** begin Extracted entries **
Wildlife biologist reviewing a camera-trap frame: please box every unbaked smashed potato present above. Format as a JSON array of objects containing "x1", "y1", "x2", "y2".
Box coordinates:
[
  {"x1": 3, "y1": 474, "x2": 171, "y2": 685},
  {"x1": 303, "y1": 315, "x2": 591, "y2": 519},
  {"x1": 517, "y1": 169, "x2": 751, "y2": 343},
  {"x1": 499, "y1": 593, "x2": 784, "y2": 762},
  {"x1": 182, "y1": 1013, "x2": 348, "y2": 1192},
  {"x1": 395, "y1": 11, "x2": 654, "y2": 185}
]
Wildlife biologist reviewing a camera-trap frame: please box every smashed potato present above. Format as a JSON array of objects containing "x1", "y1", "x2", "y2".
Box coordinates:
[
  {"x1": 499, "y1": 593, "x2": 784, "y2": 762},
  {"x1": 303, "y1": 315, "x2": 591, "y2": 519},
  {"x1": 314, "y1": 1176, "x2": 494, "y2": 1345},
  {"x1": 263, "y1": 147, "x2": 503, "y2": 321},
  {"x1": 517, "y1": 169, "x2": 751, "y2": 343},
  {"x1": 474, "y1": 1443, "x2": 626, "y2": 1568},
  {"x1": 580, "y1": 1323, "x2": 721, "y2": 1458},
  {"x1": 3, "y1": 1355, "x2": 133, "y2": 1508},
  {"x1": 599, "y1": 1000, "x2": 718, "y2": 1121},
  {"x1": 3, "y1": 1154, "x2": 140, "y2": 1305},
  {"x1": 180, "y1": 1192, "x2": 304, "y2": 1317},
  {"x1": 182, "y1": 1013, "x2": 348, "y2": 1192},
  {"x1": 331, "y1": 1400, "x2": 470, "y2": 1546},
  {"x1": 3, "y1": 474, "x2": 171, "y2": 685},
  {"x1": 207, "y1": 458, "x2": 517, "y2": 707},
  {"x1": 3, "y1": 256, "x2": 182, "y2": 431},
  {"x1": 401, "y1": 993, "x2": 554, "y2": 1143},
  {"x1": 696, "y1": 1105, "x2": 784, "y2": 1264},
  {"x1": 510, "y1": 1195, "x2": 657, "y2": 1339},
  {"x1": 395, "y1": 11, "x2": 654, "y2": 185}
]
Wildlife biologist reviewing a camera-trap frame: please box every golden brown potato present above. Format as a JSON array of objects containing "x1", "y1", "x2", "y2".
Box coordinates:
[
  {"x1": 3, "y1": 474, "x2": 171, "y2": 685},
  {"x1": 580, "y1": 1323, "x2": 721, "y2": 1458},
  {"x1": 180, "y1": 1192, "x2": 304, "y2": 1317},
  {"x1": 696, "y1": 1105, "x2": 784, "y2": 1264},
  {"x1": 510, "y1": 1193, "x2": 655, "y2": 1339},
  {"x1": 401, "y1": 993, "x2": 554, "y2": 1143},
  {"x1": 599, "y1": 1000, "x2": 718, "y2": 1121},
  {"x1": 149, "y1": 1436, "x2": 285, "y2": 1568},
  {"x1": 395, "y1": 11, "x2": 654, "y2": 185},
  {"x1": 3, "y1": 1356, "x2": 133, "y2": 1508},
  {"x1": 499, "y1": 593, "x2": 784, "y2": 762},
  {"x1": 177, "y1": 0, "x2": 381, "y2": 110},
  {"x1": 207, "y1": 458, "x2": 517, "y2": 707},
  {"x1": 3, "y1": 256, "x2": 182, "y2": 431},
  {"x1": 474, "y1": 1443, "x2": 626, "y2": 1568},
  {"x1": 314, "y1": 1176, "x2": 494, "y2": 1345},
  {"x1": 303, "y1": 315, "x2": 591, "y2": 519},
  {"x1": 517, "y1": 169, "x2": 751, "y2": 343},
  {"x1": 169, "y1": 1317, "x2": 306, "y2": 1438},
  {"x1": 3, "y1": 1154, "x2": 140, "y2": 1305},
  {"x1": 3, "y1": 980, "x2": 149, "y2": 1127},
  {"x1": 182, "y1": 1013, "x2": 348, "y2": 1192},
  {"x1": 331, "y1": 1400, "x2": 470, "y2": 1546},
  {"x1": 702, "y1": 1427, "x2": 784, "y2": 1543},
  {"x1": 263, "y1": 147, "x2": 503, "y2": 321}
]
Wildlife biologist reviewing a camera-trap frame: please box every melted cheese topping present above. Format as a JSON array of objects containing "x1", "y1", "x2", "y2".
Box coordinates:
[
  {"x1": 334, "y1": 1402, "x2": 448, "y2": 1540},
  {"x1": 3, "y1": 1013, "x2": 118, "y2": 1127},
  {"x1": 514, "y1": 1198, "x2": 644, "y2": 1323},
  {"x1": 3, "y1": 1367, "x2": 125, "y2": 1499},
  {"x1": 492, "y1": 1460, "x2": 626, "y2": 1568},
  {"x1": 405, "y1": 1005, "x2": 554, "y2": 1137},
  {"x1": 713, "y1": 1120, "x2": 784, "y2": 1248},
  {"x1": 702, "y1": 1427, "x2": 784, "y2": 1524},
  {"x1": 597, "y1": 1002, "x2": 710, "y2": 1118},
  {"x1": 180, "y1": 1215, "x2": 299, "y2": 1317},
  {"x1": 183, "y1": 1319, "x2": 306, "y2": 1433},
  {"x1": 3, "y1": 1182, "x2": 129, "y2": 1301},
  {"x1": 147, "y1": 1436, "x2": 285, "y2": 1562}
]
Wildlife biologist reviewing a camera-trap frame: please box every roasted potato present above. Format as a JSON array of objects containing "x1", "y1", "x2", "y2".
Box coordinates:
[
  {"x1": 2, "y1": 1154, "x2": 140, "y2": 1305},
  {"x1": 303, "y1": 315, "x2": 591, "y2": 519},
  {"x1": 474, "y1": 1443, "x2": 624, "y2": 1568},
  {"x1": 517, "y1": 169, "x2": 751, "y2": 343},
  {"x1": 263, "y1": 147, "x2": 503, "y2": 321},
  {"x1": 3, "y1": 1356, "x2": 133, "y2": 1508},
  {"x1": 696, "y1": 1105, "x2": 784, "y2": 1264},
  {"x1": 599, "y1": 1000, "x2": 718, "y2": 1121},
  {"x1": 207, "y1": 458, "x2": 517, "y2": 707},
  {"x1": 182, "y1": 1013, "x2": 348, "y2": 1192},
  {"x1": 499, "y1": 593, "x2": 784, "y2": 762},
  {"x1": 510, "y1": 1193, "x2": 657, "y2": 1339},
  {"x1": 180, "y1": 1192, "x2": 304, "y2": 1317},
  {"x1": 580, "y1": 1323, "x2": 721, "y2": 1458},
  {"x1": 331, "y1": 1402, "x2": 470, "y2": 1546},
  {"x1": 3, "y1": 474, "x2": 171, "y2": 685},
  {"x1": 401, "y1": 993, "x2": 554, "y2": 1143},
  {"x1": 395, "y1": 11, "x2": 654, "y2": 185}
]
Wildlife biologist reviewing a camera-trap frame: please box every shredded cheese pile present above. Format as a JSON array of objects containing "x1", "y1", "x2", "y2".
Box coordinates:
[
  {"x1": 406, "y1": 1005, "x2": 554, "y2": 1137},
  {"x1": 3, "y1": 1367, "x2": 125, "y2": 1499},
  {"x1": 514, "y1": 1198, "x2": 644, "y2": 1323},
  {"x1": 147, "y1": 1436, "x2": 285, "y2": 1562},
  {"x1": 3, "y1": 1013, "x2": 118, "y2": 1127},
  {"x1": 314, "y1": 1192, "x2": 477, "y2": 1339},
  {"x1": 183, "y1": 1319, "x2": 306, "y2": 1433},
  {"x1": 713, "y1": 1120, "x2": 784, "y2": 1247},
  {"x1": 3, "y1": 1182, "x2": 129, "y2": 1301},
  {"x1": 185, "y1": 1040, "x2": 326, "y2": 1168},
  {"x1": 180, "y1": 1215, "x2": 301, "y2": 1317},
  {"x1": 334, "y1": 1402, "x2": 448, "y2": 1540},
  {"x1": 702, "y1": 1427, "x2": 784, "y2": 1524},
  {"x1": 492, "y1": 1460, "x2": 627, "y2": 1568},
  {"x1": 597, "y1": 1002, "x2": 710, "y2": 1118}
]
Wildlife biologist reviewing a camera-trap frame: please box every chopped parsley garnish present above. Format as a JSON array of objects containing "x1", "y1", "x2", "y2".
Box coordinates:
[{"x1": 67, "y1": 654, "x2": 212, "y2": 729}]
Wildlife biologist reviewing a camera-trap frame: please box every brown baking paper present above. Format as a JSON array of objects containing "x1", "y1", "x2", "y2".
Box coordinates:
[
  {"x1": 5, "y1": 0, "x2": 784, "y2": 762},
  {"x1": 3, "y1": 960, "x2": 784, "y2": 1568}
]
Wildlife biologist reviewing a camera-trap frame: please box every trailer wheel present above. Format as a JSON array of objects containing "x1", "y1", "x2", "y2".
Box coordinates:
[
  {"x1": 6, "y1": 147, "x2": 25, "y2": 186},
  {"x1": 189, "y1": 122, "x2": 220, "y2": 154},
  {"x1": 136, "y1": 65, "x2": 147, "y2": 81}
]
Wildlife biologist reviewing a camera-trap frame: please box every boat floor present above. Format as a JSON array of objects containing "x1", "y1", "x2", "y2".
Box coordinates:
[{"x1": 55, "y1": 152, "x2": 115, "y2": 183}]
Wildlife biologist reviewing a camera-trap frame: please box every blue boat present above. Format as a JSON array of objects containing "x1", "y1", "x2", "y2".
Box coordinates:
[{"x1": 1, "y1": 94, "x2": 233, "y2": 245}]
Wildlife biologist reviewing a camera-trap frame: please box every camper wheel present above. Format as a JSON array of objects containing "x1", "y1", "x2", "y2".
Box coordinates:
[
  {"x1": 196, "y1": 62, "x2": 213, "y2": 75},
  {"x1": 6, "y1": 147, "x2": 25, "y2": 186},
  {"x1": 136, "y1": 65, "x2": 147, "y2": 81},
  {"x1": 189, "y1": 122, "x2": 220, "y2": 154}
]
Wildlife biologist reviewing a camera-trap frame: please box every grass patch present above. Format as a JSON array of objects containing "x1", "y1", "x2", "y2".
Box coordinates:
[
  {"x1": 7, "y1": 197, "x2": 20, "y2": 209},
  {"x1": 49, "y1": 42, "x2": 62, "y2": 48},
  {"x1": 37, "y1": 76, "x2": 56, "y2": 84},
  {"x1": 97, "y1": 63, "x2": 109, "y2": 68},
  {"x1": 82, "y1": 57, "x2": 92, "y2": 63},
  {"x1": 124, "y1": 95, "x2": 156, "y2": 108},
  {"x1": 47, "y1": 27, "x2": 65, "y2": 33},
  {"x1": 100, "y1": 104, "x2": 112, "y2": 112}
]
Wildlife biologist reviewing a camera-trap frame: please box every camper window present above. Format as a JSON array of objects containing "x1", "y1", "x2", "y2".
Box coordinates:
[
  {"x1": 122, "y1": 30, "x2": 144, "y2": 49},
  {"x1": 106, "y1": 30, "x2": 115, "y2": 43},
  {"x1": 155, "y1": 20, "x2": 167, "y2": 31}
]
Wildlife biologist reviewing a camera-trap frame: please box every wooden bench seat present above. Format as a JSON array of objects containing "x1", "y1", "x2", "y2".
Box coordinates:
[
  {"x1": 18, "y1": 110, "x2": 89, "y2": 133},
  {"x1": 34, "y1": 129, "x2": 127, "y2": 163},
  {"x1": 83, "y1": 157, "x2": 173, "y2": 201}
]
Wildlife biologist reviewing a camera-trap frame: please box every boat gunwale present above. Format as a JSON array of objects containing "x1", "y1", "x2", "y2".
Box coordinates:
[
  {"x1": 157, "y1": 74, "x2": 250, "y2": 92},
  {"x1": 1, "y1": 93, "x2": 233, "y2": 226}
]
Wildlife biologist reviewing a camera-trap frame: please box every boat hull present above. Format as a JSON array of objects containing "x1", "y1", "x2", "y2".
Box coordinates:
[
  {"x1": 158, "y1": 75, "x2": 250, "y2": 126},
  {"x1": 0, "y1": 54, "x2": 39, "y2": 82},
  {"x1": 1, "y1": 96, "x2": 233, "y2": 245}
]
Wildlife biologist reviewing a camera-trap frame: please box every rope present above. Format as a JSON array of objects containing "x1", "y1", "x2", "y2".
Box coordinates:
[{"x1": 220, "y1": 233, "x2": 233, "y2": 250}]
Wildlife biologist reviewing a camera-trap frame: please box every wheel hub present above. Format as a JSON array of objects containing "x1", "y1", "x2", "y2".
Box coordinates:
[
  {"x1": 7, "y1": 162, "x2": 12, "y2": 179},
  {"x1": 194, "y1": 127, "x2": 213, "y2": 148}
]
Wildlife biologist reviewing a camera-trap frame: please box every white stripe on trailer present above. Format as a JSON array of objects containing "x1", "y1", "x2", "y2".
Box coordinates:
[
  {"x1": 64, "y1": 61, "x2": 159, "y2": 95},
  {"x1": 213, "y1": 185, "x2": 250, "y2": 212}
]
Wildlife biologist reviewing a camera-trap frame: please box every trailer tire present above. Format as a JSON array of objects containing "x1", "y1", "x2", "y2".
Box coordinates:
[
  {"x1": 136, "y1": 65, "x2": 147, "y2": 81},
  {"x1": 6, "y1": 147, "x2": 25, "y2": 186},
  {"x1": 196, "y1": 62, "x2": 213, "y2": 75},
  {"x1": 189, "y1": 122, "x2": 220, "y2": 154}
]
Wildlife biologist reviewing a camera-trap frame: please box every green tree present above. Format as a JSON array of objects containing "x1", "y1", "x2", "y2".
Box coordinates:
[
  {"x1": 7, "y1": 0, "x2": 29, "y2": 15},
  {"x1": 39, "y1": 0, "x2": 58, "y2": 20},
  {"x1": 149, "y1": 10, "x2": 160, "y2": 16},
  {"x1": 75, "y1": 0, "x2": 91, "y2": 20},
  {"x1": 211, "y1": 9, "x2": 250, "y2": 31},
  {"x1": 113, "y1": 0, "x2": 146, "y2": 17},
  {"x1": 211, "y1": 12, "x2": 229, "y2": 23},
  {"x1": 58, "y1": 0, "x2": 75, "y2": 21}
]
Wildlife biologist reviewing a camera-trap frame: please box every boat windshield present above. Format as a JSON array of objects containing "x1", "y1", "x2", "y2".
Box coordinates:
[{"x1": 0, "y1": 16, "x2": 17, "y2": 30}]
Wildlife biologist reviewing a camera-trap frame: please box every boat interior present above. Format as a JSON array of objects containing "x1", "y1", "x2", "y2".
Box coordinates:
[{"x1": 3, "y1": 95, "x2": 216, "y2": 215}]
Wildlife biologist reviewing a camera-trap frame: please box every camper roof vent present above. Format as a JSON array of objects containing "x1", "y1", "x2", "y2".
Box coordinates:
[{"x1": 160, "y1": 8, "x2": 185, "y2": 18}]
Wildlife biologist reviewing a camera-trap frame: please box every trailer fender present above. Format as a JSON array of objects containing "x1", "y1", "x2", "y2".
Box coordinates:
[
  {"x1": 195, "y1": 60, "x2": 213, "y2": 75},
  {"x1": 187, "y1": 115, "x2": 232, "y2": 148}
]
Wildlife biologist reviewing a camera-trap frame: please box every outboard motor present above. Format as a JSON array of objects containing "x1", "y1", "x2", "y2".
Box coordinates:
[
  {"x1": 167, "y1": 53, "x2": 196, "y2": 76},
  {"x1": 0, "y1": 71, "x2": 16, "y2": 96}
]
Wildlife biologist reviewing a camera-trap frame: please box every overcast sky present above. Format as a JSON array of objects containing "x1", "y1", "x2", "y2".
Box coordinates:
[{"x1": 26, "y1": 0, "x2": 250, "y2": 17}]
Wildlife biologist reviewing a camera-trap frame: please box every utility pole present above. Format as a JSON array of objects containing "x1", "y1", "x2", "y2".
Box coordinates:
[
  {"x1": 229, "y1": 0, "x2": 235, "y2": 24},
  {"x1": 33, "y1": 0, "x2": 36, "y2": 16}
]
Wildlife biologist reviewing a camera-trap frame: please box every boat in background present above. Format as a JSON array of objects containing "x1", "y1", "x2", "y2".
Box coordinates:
** end Extracted entries **
# Work to do:
Show in full each line of the items above that contains the string "cheese". Case counts.

# Response to this exercise:
Wildlife biologist reviewing a camera-trap frame: please box every melted cheese topping present above. Format as a JSON array of objects containing "x1", "y1", "x2", "y2".
Wildlife biologist reviewing a camera-trap frame: please box every shredded cheese pile present above. Format as a JSON array of objects containing "x1", "y1", "x2", "y2".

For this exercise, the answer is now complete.